[Consigne]
Poursuivez le compte rendu du livre de Yascha Mounk, Le peuple contre la démocratie, en commençant juste après sa dernière phrase.

[Source]

▬▬▬▬▬▬

De The Economist à The Guardian, de la Suddeutsche Zeitung au New Yorker, le jeune politologue Yascha Mounk est encensé. Défenseur ardent et inquiet de la démocratie libérale, ce professeur de Harvard s’est vu tout autant acclamé par la presse française pour son dernier livre, Le peuple contre la démocratie. Renvoyant dos à dos populisme et libéralisme autoritaire, l’ouvrage provoque l’engouement toutes couleurs politiques confondues. Cet unanimisme ne manque pas d’interroger.
Yascha Mounk, Le peuple contre la démocratie. Trad. de l’anglais (États-Unis) par Jean-Marie Souzeau. L’Observatoire, 529 p., 23,50 €
Premier enseignement : se positionner en oiseau de mauvais augure peut susciter l’adhésion. Et parce que la peur est une passion, elle donne un bel allant, une manière, ou tout du moins une tonalité à cet essai personnel sous bien des rapports. Le propos a beau être théorique, quelques éléments de biographie aident à comprendre cette Cassandre politologue. Descendant d’une famille juive de Pologne, Yascha Mounk est allemand. Dans son pays natal, il assiste aux manifestations de l’Alternative für Deutschland. Dans son pays d’adoption, il se retrouve avec Trump. Pendant ce temps-là, Brexit, Syriza et Podemos s’installent dans le paysage, Marine Le Pen accède au second tour de l’élection présidentielle française et le Mouvement 5 étoiles poursuit son ascension… Hanté par les totalitarismes et soucieux de compréhension globale, l’auteur dresse des parallèles entre ces formations et la Turquie, les Philippines ou le Venezuela. Ces rapprochements ont quelque chose de saisissant. Particulièrement après avoir assisté aux élections brésiliennes. Lugubre, Mounk nous fait part de ses angoisses : « Durant la majeure partie de tout un siècle, la démocratie libérale a été le système politique dominant dans de nombreux endroits du monde. Cette époque pourrait bien être en train de s’achever. » Vous en doutez ? Le chercheur déverse alors force études sur l’effritement de la confiance dans la démocratie : « Au Royaume-Uni, 25 % de la population déclarait son soutien à un dirigeant fort en 1999, le pourcentage est aujourd’hui de 50 %. »

▬▬▬▬▬▬

[Extraits des données]
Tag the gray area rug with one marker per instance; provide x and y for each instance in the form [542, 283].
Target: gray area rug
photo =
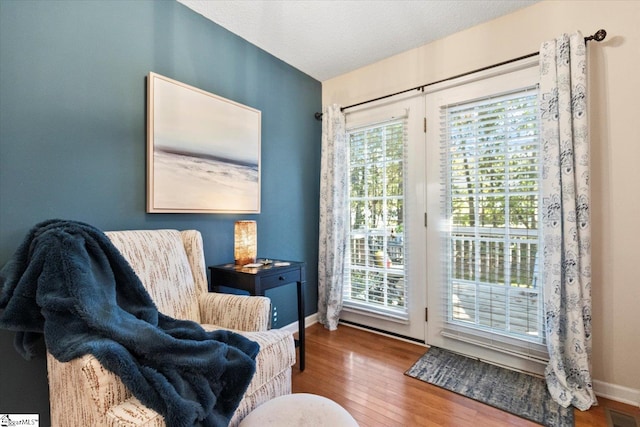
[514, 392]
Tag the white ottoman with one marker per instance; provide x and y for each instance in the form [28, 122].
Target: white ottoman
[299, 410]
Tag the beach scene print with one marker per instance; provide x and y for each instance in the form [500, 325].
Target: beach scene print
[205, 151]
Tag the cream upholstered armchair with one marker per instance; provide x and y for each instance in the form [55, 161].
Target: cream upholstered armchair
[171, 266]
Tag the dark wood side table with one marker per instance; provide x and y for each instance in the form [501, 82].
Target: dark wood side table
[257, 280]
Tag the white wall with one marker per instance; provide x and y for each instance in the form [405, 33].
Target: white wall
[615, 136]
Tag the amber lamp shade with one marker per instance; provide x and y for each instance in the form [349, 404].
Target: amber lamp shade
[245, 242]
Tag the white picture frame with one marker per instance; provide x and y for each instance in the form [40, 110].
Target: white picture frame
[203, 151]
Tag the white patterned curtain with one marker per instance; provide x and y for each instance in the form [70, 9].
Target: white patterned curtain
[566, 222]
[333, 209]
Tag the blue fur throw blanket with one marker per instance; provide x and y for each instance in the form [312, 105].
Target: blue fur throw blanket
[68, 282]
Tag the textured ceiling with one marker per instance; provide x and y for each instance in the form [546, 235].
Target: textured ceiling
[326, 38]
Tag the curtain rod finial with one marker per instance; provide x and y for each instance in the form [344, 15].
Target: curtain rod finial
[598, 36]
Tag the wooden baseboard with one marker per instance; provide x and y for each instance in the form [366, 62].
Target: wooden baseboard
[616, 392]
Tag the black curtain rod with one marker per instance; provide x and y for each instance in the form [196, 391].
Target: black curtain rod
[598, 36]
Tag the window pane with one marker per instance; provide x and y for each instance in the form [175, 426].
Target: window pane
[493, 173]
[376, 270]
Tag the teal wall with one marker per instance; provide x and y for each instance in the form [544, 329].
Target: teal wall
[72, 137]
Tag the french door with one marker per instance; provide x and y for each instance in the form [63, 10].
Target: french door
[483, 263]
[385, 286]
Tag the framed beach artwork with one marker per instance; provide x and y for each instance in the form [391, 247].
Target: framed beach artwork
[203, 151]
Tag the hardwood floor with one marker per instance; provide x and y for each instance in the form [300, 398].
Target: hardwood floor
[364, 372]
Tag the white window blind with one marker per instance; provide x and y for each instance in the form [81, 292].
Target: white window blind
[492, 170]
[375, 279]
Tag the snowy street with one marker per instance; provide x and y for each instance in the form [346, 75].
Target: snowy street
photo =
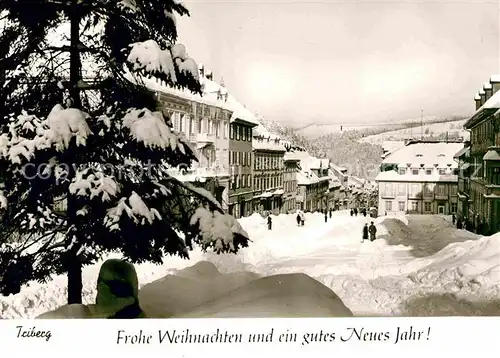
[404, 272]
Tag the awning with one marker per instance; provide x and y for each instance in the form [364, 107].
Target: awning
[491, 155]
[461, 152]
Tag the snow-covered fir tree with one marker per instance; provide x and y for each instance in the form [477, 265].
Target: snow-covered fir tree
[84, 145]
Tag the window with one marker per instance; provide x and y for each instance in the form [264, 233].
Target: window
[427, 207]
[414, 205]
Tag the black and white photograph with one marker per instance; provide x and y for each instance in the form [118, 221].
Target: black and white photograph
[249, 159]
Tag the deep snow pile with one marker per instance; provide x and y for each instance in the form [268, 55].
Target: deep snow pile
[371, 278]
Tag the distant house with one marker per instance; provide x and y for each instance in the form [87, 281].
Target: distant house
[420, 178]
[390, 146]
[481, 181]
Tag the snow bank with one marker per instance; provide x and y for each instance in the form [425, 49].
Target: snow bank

▬▬▬▬▬▬

[Réponse]
Plus éloquentes encore, ces statistiques sur l’attirance des jeunes Américains pour la dictature dégagent une saveur longue en bouche. Ainsi, une fois le lecteur (libéral) parfaitement atterré, l’auteur lui assène le coup de grâce : « Désormais, la démocratie n’est plus le seul choix possible : elle est en cours de déconsolidation. » Encore faudrait-il que la démocratie libérale fonctionne de manière démocratique, pourrait-on avancer. Justement ! Mounk partage en partie cette objection. Et cela fait du Peuple contre la démocratie autre chose qu’une énième opération éditoriale sur le thème des « populismes ». Car, et c’est là le pivot du livre, la démocratie libérale subirait une menace en double hélice : « Nous assistons à la naissance de démocraties antilibérales, ou démocraties sans libertés, et d’un libéralisme antidémocratique, ou libertés sans démocratie. » Il se trouverait donc d’abord des gouvernements affirmant avoir « un monopole moral sur la représentation populaire »… mais peu enclins à protéger les libertés individuelles. Exemple : Orban bénéficiant d’un solide soutien des Hongrois tout en réprimant au nom de la majorité tout ce qui ressemble à une minorité. Et, de l’autre côté du spectre, il y aurait bien des régimes respectueux des libertés fondamentales mais qui ne jouiraient pas du soutien des populations. Exemple : l’Union européenne. À l’appui de sa démonstration, l’auteur conte la célèbre affaire suisse de la construction d’un minaret dans la bourgade de Wangen bei Olten. Ledit minaret fut déclaré légal par tous les tribunaux du pays. Décisions de justice qui entrainèrent campagne politique, votations et, finalement, interdiction démocratique des minarets chez nos voisins helvètes… Schéma d’autant plus infernal que ce « libéralisme antidémocratique » nourrirait bien sûr l’attrait pour la « démocratie antilibérale ».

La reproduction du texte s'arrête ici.